[Natural language region descriptions]
--- START ---

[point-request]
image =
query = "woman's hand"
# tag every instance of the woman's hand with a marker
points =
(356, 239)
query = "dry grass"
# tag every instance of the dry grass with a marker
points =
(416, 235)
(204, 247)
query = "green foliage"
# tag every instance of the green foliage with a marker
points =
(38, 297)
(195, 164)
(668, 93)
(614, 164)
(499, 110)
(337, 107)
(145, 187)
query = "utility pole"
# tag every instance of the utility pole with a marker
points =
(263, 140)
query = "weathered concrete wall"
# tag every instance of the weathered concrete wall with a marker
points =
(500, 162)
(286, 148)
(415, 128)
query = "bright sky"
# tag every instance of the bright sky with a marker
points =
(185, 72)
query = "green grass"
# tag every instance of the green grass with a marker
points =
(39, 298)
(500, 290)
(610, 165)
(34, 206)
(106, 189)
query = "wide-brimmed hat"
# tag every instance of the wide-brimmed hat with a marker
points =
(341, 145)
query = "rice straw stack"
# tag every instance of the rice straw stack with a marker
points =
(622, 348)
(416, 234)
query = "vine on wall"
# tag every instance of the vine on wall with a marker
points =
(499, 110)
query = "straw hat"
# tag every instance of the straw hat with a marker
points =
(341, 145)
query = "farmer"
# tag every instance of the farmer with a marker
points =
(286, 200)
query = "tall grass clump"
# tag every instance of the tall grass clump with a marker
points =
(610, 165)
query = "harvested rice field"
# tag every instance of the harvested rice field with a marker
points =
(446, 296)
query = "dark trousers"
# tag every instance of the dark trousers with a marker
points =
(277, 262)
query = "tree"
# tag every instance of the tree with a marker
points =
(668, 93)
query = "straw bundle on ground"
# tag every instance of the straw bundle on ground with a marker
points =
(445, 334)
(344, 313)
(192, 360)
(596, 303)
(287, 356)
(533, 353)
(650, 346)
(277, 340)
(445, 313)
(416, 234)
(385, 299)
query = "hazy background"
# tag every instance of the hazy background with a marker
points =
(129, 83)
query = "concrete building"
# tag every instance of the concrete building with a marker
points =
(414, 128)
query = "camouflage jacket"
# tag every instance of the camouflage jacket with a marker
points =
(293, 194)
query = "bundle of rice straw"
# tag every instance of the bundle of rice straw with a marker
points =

--- END ---

* [Work required] The answer should consist solely of the lines from the first line above through the one with "# tag every instance of the weathered", both included, repeated exactly.

* [Answer box]
[point-request]
image =
query = "woman's hand"
# tag every instance of the woman's hand with a marker
points =
(356, 239)
query = "dry grass"
# tag every instance of the dry grass with a marker
points =
(416, 235)
(204, 247)
query = "green foliage"
# tag every instance of the green foliage with a marker
points =
(38, 297)
(195, 164)
(668, 93)
(614, 164)
(499, 110)
(337, 107)
(145, 187)
query = "utility pole"
# tag every instance of the utility pole with a marker
points =
(263, 140)
query = "weathered concrete wall"
# tag every instance of the weathered concrete wall with a marker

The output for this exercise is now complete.